Brano di lettura:
Daniel Day-Lewis : l’arte dell’immedesimazione nel personaggio

Daniel Day-Lewis

C’è la mia vita e ci sono le altre, quelle che prendo a prestito ogni volta che interpreto un film, e che finiscono per diventare altrettanto reali della mia. Il problema è che devo imparare a dare priorità alla mia vita, invece che a quella dei miei personaggi”. A parlare è Daniel Day-Lewis, straordinario attore che ha segnato il firmamento hollywoodiano con le sue straordinarie performance e che dopo due Oscar, quattro nomination e innumerevoli titoli di grande spessore, non è ancora stanco della recitazione e si prepara a stregare il suo pubblico con un altro eccezionale ruolo, quello di Abraham Lincoln, il Presidente USA per eccellenza, nel film di Steven Spielberg Lincoln, già designato come la pellicola protagonista della prossima stagione dei premi.

Compito da svolgere:
Riassuma in due frasi il brano su Daniel Day-Lewis. Le voci riportate di seguito provengono da una fonte diversa.

Contenuto del dataset:
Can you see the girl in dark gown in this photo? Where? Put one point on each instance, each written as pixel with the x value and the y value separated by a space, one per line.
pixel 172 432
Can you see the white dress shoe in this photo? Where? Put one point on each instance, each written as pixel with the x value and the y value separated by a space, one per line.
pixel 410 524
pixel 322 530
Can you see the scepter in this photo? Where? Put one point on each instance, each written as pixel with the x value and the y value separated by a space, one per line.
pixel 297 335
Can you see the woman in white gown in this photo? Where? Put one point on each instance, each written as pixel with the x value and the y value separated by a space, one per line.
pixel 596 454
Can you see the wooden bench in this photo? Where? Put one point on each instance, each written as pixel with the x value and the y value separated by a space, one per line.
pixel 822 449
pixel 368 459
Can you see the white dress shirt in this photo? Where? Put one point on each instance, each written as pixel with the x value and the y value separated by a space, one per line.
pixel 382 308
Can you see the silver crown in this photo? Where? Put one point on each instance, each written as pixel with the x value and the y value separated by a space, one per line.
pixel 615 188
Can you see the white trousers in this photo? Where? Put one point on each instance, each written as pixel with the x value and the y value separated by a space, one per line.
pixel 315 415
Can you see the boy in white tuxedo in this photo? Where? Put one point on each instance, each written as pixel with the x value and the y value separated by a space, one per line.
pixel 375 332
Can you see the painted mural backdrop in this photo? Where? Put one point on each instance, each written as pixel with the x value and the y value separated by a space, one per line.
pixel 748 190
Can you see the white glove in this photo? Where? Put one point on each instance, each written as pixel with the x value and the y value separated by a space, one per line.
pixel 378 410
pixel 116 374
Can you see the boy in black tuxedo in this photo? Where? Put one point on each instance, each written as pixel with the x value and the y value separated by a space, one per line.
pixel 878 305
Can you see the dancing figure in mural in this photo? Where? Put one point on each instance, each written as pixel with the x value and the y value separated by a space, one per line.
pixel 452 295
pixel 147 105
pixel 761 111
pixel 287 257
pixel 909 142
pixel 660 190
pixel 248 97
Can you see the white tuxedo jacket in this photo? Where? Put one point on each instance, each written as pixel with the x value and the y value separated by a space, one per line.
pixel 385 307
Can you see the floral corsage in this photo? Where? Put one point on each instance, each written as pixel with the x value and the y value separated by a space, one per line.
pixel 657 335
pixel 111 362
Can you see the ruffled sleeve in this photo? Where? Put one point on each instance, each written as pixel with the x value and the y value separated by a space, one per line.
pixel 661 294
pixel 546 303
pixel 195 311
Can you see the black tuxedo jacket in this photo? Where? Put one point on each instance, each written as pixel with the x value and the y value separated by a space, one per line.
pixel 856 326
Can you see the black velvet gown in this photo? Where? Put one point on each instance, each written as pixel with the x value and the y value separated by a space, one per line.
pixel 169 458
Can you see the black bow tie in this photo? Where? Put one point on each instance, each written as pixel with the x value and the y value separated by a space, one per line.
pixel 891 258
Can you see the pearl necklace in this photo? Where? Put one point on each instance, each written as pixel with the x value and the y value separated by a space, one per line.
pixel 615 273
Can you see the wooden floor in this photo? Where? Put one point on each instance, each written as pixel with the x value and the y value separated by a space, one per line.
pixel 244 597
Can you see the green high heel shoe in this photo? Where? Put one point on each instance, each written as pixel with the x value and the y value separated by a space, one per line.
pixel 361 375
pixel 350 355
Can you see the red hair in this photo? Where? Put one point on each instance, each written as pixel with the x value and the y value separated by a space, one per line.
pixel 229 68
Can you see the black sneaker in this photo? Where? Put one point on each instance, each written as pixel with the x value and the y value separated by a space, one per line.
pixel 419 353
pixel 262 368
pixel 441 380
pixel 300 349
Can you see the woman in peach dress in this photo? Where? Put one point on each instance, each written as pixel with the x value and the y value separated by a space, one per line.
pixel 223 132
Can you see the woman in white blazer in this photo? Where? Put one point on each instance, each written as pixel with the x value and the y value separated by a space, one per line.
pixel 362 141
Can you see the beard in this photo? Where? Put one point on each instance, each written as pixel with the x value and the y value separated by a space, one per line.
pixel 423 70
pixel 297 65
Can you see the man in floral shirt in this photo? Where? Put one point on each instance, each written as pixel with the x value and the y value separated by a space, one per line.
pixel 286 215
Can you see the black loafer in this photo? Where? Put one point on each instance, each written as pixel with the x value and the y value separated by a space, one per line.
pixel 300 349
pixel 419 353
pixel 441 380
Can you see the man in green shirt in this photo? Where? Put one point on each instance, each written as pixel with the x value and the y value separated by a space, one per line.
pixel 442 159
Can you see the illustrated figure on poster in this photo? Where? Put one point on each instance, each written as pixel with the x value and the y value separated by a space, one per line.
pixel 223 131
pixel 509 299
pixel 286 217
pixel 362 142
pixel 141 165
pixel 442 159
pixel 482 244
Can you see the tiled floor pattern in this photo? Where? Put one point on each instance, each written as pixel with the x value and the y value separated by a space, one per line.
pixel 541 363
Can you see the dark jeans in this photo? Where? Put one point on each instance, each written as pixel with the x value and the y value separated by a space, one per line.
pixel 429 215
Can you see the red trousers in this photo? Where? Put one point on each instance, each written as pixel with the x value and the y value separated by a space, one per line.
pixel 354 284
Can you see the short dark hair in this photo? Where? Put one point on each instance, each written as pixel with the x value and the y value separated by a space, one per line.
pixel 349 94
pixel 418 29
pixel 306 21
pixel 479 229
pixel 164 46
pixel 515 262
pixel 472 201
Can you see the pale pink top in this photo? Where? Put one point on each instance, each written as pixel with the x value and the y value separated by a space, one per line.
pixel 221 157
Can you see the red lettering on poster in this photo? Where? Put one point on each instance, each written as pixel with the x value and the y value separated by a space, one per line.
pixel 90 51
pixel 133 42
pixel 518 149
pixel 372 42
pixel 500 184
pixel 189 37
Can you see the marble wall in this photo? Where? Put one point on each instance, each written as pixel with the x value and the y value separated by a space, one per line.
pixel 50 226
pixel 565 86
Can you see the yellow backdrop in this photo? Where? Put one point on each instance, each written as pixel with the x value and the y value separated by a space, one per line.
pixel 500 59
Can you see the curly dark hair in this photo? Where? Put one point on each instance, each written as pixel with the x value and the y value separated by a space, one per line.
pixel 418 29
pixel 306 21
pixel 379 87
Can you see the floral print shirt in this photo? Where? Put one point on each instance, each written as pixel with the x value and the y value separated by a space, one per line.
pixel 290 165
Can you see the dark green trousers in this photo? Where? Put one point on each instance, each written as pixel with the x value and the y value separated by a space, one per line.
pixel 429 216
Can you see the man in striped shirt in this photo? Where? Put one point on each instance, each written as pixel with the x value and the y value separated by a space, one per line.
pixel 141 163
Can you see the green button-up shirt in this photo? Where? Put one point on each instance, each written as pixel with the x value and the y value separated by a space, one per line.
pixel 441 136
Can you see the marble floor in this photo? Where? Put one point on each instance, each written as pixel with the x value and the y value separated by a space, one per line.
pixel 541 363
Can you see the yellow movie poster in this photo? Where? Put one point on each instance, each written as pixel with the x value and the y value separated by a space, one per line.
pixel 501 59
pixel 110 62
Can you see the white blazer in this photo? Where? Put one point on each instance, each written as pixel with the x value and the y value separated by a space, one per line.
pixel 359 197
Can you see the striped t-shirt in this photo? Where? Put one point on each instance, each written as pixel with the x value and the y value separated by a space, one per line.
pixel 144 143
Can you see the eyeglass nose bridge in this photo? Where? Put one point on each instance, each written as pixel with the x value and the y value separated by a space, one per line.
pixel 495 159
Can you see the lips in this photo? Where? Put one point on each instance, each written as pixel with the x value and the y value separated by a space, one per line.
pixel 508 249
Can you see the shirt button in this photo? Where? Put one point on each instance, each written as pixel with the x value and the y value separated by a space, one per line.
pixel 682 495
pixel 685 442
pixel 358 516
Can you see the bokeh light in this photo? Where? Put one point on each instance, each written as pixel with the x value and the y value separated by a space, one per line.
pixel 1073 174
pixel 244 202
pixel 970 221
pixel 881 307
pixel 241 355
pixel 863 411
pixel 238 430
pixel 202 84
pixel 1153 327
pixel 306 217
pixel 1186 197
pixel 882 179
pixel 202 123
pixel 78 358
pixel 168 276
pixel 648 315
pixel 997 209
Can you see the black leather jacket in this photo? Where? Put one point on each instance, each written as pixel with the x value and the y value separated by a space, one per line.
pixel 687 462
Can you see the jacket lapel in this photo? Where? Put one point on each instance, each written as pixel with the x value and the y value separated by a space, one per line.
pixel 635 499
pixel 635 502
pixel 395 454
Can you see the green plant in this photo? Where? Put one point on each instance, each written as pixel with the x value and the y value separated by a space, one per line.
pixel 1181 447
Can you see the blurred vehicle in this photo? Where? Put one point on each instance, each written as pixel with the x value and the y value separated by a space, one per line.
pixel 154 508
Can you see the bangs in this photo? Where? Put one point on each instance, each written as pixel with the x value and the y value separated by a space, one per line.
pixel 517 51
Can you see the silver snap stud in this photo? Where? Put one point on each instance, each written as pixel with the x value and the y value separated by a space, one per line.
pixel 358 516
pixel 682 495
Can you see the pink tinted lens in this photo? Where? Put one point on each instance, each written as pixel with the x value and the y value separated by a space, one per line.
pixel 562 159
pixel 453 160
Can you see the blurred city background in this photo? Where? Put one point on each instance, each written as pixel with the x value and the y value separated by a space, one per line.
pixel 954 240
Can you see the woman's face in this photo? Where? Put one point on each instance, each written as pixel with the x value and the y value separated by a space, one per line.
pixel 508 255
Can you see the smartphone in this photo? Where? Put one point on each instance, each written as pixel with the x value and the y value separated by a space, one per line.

Risposta corretta:
Daniel Day-Lewis afferma che le vite dei personaggi che interpreta finiscono per diventare reali quanto la sua e che deve imparare a dare priorità alla propria. L'attore, che conta due Oscar e quattro nomination, si prepara a interpretare Abraham Lincoln nel film Lincoln di Steven Spielberg.